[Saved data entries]
• • • • • • •

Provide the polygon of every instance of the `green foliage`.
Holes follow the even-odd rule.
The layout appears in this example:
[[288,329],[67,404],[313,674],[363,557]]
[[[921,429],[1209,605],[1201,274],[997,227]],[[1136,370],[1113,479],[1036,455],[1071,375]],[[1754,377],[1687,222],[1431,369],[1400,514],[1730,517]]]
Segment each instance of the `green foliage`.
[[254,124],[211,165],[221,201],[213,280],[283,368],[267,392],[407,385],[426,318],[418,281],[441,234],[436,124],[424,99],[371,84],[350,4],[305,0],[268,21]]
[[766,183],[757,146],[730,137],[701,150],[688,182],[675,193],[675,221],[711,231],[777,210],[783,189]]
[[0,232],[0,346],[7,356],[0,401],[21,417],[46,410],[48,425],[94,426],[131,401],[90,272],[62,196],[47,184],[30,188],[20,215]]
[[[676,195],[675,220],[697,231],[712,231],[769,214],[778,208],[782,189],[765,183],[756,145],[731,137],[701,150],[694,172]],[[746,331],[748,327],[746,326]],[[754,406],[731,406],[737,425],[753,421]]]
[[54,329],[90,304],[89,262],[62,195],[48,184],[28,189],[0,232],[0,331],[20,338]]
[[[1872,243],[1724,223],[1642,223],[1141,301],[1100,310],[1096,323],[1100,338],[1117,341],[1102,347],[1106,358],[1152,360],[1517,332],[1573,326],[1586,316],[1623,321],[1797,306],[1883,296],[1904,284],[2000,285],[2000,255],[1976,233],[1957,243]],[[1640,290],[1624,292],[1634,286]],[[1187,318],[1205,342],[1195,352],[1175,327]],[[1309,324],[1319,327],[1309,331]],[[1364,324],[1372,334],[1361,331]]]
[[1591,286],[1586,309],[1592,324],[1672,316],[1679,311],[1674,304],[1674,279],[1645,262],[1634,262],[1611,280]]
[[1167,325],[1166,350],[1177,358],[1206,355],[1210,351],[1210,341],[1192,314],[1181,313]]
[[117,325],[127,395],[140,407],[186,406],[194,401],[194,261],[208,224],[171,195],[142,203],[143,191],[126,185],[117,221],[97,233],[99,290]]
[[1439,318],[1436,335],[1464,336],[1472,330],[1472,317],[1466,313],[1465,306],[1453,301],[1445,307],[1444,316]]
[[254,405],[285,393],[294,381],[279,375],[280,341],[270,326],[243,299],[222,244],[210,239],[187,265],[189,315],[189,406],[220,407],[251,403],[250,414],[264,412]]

• • • • • • •

WHAT IS REQUIRED -
Please quote the records above exactly, without skipping a line.

SOLUTION TO THIS TASK -
Provide the polygon of every instance of the `green foliage`.
Holes follow the even-odd rule.
The layout appears in this example:
[[288,329],[67,404],[313,674],[363,557]]
[[[921,429],[1209,605],[1201,274],[997,227]],[[1136,370],[1113,479],[1036,455],[1071,375]],[[1754,377],[1687,222],[1431,369],[1400,514],[1730,517]]]
Segment each instance of the `green foliage`.
[[254,124],[211,165],[221,201],[213,280],[283,368],[267,392],[407,385],[426,318],[418,281],[441,234],[436,124],[424,99],[371,84],[350,4],[305,0],[268,21]]
[[766,183],[757,146],[730,137],[701,150],[688,182],[675,193],[675,221],[711,231],[777,210],[783,189]]
[[0,232],[0,346],[7,356],[0,401],[21,417],[46,410],[48,425],[94,426],[131,401],[90,272],[62,196],[47,184],[30,188],[20,215]]
[[[676,195],[675,220],[697,231],[712,231],[769,214],[778,208],[782,189],[765,183],[756,145],[731,137],[701,150],[694,172]],[[746,331],[748,327],[746,326]],[[754,406],[731,406],[737,425],[753,421]]]
[[54,329],[90,304],[89,262],[62,195],[48,184],[28,189],[0,232],[0,331],[20,338]]
[[[1872,243],[1724,223],[1642,223],[1141,301],[1100,310],[1096,323],[1100,338],[1117,341],[1102,347],[1106,358],[1152,360],[1517,332],[1573,326],[1586,316],[1623,321],[1797,306],[1883,296],[1904,284],[2000,285],[2000,255],[1976,233],[1957,243]],[[1640,290],[1624,292],[1634,286]],[[1187,318],[1205,342],[1195,352],[1175,327]],[[1309,324],[1319,327],[1309,331]],[[1364,324],[1372,334],[1361,331]]]
[[1591,286],[1586,309],[1592,324],[1672,316],[1679,311],[1674,304],[1674,279],[1645,262],[1634,262],[1611,280]]
[[1167,325],[1166,350],[1177,358],[1206,355],[1210,351],[1210,341],[1192,314],[1181,313]]
[[117,325],[127,395],[140,407],[186,406],[194,401],[194,261],[208,224],[171,195],[142,203],[143,191],[126,185],[117,221],[97,233],[99,290]]
[[1439,318],[1436,335],[1464,336],[1472,330],[1472,317],[1466,313],[1465,306],[1453,301],[1445,307],[1444,316]]
[[254,405],[285,393],[294,381],[279,375],[280,341],[270,326],[243,299],[222,244],[210,239],[187,265],[189,315],[189,406],[220,407],[251,403],[250,414],[264,412]]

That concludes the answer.